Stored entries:

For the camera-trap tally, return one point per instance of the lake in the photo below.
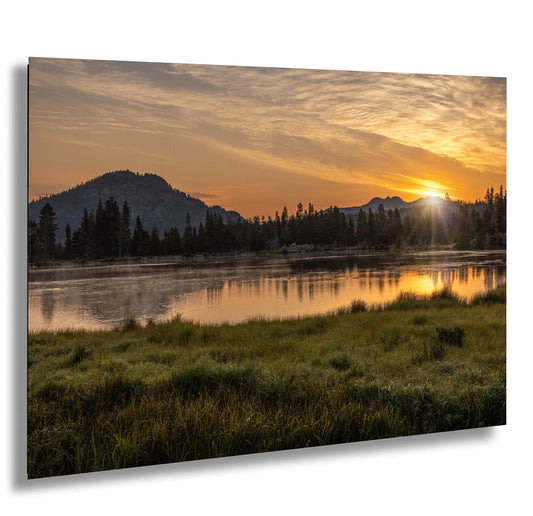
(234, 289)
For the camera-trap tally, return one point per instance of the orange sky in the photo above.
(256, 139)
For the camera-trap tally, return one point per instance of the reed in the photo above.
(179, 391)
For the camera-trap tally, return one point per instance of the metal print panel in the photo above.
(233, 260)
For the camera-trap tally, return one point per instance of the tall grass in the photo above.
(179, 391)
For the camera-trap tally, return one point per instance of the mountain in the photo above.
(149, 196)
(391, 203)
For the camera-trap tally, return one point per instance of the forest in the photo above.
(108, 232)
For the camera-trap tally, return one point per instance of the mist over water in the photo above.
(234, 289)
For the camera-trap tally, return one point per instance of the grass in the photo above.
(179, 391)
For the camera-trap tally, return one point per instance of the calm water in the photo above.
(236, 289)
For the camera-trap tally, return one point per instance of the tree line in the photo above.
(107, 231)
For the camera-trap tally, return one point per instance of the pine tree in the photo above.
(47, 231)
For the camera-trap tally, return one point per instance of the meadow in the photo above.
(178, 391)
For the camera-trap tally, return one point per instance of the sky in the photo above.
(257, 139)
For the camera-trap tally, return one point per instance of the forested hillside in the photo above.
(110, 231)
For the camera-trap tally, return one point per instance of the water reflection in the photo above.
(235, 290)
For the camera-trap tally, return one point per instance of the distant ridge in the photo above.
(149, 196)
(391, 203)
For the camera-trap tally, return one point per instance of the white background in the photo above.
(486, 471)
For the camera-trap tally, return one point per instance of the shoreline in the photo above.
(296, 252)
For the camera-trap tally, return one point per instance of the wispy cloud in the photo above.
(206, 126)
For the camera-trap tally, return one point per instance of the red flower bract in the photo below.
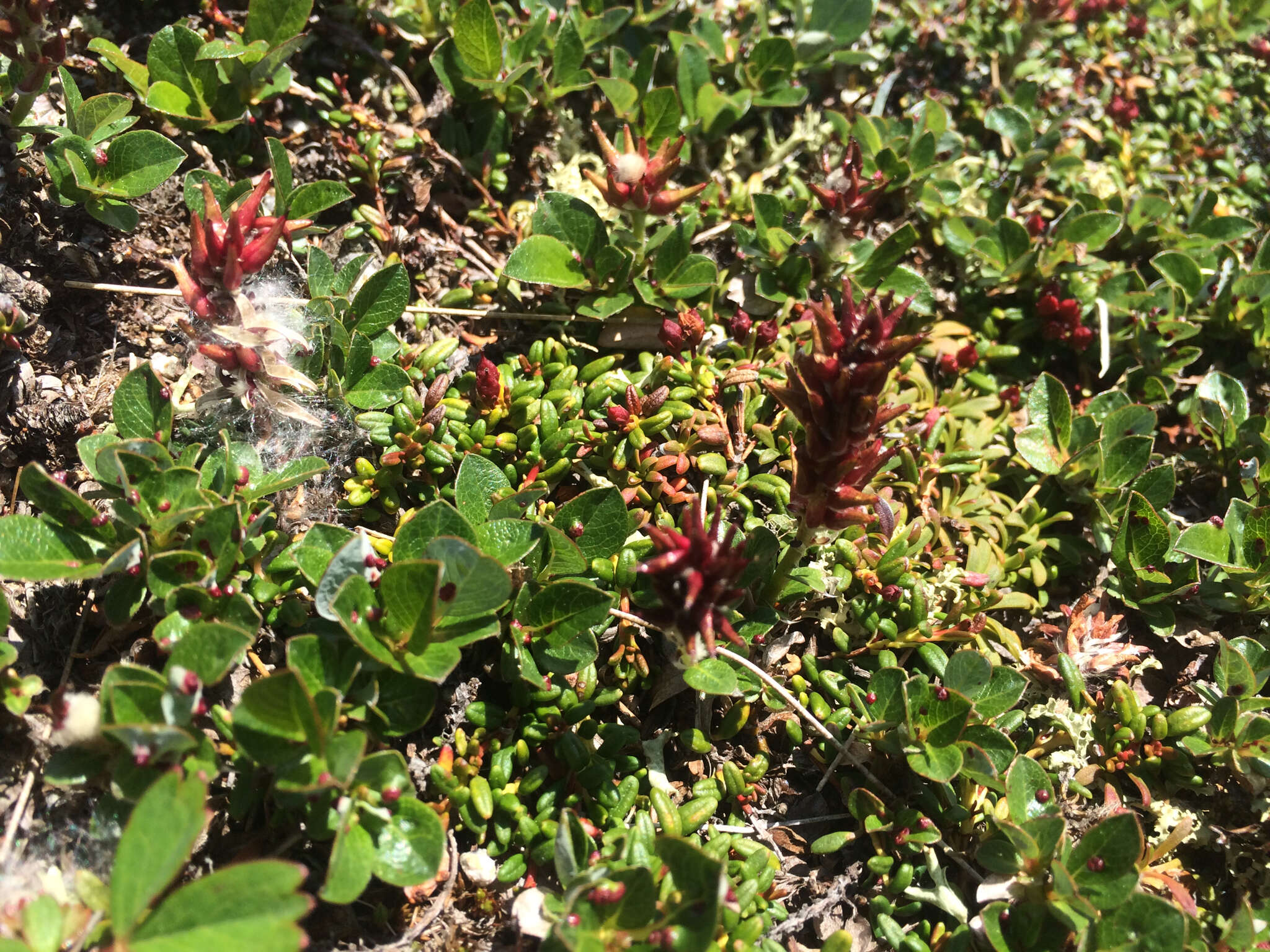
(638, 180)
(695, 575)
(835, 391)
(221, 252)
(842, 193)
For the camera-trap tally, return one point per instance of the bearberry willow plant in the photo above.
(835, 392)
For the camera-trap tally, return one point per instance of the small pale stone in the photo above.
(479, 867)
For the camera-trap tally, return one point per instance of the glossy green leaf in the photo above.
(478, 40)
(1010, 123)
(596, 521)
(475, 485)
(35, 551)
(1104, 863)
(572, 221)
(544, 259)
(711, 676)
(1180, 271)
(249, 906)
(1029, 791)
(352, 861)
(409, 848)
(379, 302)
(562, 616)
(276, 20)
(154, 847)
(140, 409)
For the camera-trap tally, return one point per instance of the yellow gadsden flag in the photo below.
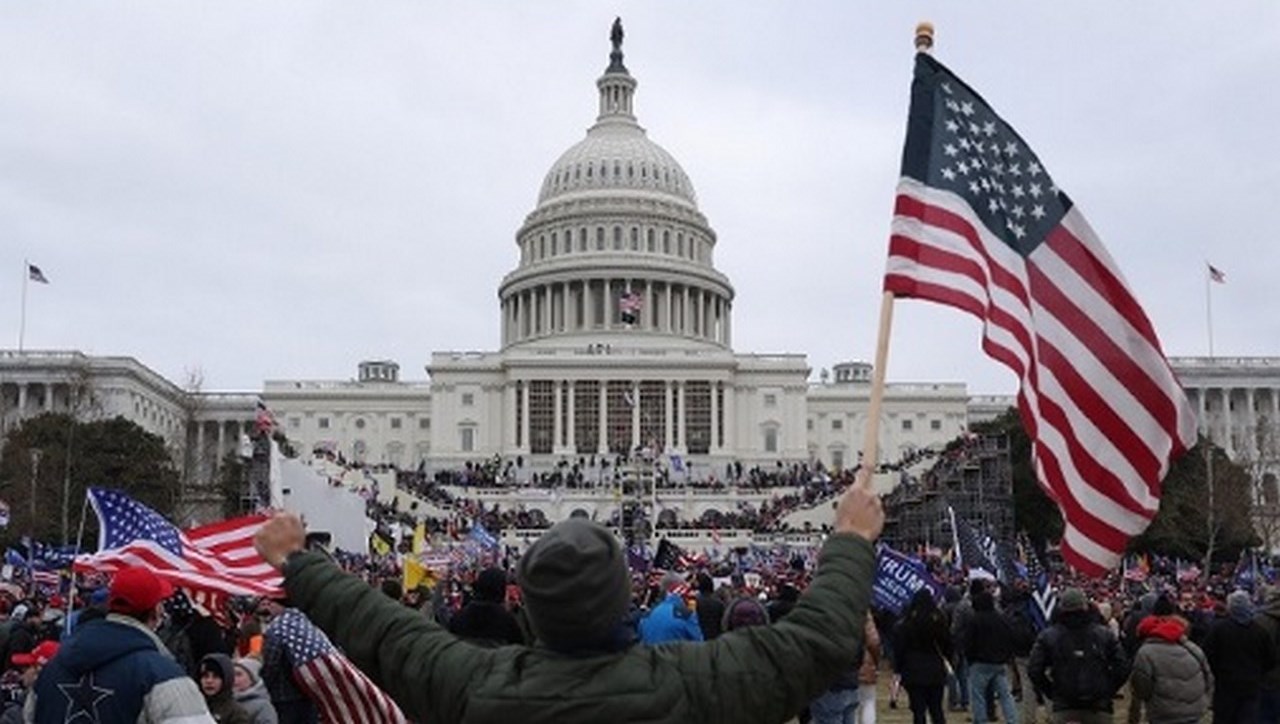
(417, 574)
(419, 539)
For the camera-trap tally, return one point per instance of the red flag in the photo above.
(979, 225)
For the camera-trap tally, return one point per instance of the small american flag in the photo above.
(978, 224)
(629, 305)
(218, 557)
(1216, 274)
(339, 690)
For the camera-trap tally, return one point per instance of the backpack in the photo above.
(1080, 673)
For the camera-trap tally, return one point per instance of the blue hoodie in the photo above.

* EXERCISE INSTRUCTIONS: Rescale the material from the line that contains "american flag in the photo above." through the end of the material, and reproduce every line, requests included. Multiply each coordinate in the answers by 0.4 and round to whole numbers, with halves rounded up.

* CORRECT ANSWER:
For the camera-trap tally, return one point per instance of the small american flag in the photo above.
(391, 90)
(252, 122)
(87, 223)
(486, 110)
(136, 276)
For the camera-trap tally, return one point per instance of the backpack in the photo above.
(432, 269)
For the camera-trap tally, return one point per instance of the blue hoodie in the photo above.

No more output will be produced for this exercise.